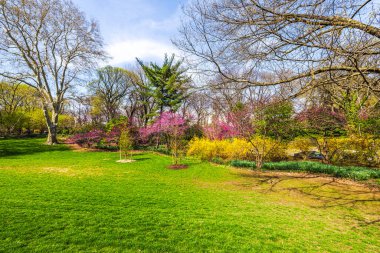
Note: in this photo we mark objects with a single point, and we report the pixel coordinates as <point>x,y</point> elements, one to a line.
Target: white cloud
<point>126,51</point>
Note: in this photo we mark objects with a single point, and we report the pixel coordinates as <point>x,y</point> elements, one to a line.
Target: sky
<point>135,28</point>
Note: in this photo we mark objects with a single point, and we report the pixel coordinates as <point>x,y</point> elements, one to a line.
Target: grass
<point>54,199</point>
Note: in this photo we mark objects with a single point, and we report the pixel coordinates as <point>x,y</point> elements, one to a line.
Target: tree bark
<point>51,124</point>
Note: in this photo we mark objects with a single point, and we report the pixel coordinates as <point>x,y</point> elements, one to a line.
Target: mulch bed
<point>177,167</point>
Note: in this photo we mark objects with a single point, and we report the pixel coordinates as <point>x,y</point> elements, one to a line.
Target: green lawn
<point>53,199</point>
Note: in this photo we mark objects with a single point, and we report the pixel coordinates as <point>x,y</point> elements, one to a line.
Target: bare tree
<point>295,41</point>
<point>111,87</point>
<point>47,44</point>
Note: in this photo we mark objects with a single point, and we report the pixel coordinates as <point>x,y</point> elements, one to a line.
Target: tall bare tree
<point>111,86</point>
<point>47,44</point>
<point>295,41</point>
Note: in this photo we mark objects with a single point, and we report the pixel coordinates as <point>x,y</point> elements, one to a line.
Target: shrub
<point>364,150</point>
<point>242,163</point>
<point>206,149</point>
<point>302,144</point>
<point>352,172</point>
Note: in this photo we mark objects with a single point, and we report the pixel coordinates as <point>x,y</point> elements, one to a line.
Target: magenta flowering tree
<point>170,125</point>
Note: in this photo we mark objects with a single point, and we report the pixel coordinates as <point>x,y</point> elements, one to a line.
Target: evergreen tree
<point>167,83</point>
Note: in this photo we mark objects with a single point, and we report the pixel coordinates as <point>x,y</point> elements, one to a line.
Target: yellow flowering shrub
<point>236,149</point>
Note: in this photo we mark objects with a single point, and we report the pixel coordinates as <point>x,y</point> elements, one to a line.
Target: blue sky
<point>135,28</point>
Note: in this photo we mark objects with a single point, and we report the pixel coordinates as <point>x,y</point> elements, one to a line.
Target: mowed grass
<point>54,199</point>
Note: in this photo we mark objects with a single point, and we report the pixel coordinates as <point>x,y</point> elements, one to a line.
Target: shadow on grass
<point>11,148</point>
<point>318,191</point>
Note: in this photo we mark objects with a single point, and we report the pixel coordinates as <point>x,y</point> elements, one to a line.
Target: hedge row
<point>352,172</point>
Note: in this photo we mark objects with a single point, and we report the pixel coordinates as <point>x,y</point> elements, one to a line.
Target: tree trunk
<point>51,124</point>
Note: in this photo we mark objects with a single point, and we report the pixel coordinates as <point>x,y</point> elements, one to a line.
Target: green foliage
<point>56,200</point>
<point>166,83</point>
<point>351,172</point>
<point>243,164</point>
<point>277,120</point>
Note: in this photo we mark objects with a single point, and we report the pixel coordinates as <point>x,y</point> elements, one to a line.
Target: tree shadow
<point>319,191</point>
<point>12,148</point>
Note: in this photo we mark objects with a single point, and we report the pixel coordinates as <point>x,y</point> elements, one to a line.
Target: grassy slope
<point>69,201</point>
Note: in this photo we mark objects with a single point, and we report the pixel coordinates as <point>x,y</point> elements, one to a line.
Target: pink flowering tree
<point>173,127</point>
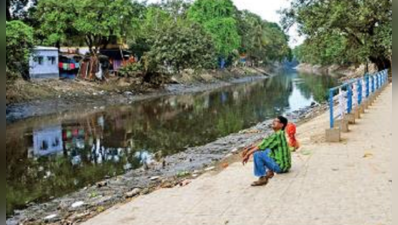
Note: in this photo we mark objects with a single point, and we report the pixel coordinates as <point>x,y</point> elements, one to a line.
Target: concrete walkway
<point>348,183</point>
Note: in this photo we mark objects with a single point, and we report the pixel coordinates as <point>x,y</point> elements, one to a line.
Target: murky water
<point>54,156</point>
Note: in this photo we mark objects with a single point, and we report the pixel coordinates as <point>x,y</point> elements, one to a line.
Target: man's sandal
<point>261,182</point>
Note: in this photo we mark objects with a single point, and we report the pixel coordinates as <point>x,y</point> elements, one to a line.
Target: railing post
<point>331,105</point>
<point>359,91</point>
<point>367,86</point>
<point>349,107</point>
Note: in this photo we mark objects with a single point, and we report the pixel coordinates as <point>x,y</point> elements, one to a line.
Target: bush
<point>180,47</point>
<point>19,44</point>
<point>131,70</point>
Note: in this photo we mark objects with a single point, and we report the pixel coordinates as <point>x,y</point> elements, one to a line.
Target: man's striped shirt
<point>279,149</point>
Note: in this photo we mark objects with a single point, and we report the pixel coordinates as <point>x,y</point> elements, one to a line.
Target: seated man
<point>272,155</point>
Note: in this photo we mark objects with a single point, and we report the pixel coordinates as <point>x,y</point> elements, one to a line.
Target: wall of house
<point>44,64</point>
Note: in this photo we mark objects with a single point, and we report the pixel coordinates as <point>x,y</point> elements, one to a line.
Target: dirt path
<point>348,183</point>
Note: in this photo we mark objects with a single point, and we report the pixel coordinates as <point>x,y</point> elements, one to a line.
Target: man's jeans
<point>264,163</point>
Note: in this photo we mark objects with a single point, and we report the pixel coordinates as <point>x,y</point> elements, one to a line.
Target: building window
<point>52,60</point>
<point>39,60</point>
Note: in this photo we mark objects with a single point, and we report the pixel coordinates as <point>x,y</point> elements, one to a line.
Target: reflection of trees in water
<point>316,86</point>
<point>168,125</point>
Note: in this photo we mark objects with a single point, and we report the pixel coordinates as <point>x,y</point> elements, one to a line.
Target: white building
<point>43,63</point>
<point>47,141</point>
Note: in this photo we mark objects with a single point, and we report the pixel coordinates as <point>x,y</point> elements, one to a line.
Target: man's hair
<point>284,121</point>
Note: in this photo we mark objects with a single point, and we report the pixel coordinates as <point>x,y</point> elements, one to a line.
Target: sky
<point>268,10</point>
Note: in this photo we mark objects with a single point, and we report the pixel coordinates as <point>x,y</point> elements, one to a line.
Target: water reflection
<point>59,157</point>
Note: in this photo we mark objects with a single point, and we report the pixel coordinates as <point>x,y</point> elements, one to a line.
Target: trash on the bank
<point>185,183</point>
<point>209,168</point>
<point>51,217</point>
<point>155,178</point>
<point>77,204</point>
<point>367,155</point>
<point>134,192</point>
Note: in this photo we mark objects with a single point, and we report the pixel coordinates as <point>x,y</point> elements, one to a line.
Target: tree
<point>19,43</point>
<point>262,40</point>
<point>96,22</point>
<point>360,24</point>
<point>15,9</point>
<point>219,20</point>
<point>182,46</point>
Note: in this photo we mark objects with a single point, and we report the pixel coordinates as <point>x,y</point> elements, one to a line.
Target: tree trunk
<point>382,63</point>
<point>8,11</point>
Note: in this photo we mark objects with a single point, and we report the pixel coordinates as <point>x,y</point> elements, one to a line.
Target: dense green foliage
<point>19,43</point>
<point>173,34</point>
<point>182,47</point>
<point>343,32</point>
<point>80,20</point>
<point>219,20</point>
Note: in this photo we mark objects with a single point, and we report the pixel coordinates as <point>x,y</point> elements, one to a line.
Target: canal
<point>53,156</point>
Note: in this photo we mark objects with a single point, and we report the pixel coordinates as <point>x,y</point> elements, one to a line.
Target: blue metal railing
<point>372,83</point>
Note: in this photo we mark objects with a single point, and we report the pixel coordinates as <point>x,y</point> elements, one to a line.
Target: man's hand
<point>245,159</point>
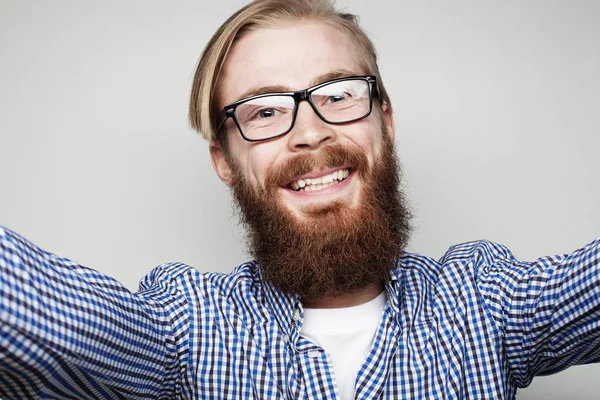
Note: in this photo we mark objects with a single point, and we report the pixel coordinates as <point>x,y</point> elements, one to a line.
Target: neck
<point>347,300</point>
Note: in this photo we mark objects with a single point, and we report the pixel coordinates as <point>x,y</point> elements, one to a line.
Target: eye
<point>337,98</point>
<point>265,113</point>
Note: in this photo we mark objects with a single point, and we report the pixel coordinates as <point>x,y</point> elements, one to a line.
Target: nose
<point>309,131</point>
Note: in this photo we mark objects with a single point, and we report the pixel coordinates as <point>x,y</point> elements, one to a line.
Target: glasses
<point>268,116</point>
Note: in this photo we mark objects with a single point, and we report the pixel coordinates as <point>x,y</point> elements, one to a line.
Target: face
<point>340,237</point>
<point>286,59</point>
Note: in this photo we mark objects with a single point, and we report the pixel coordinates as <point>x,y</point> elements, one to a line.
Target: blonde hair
<point>204,110</point>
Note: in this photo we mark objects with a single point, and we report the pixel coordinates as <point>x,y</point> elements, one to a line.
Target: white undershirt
<point>346,334</point>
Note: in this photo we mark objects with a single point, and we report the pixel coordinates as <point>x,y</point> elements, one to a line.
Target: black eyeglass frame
<point>298,96</point>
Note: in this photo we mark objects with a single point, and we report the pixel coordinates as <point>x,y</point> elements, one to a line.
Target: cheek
<point>260,158</point>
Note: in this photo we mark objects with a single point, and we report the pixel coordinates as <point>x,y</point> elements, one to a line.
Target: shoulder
<point>469,257</point>
<point>184,278</point>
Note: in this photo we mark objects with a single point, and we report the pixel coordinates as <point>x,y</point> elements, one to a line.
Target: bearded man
<point>300,126</point>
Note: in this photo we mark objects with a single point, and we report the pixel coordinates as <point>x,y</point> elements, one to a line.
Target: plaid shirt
<point>475,325</point>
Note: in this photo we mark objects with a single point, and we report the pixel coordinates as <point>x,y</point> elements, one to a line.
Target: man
<point>300,127</point>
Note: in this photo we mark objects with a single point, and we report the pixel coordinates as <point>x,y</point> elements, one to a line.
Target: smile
<point>321,182</point>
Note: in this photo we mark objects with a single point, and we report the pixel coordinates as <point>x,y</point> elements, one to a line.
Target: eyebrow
<point>339,73</point>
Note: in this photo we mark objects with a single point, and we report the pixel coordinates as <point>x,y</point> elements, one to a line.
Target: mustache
<point>330,156</point>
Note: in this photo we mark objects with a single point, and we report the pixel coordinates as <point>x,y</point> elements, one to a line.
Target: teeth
<point>309,184</point>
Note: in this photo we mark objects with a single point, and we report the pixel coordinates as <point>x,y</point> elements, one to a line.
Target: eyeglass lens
<point>272,115</point>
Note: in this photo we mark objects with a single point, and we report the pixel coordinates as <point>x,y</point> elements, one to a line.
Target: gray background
<point>497,115</point>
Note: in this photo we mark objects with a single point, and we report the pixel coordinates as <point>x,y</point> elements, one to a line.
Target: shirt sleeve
<point>70,332</point>
<point>548,310</point>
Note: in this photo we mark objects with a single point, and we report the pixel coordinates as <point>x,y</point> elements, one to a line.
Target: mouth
<point>311,182</point>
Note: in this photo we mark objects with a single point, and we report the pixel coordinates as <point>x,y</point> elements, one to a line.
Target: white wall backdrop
<point>497,113</point>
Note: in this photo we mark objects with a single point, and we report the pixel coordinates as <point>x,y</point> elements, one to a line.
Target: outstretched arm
<point>69,332</point>
<point>548,310</point>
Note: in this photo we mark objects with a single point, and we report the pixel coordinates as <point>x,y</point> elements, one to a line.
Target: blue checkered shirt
<point>476,324</point>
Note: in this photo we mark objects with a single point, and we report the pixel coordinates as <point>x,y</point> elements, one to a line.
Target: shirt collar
<point>283,305</point>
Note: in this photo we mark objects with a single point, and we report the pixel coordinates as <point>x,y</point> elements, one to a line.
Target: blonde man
<point>301,128</point>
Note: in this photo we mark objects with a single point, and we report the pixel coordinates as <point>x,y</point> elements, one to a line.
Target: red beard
<point>334,249</point>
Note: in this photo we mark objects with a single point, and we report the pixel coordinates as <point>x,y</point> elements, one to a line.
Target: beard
<point>332,249</point>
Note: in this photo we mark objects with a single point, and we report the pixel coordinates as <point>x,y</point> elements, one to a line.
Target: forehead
<point>292,57</point>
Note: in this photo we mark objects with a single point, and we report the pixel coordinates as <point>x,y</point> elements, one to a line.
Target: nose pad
<point>310,131</point>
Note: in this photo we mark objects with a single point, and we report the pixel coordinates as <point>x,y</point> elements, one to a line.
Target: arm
<point>69,332</point>
<point>548,310</point>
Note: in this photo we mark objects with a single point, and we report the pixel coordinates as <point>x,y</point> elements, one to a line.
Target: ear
<point>220,162</point>
<point>388,120</point>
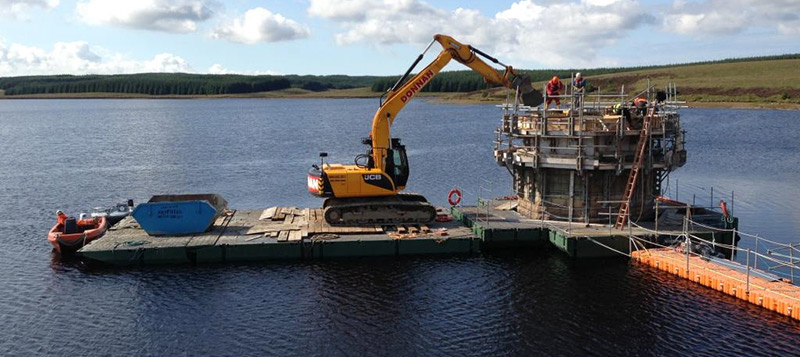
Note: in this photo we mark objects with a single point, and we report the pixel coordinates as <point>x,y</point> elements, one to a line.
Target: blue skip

### Exercise details
Please select every line of the data above that contains the word "hair", and copy each one. Case counts.

### Response to the task
Target: man's hair
Target: blonde hair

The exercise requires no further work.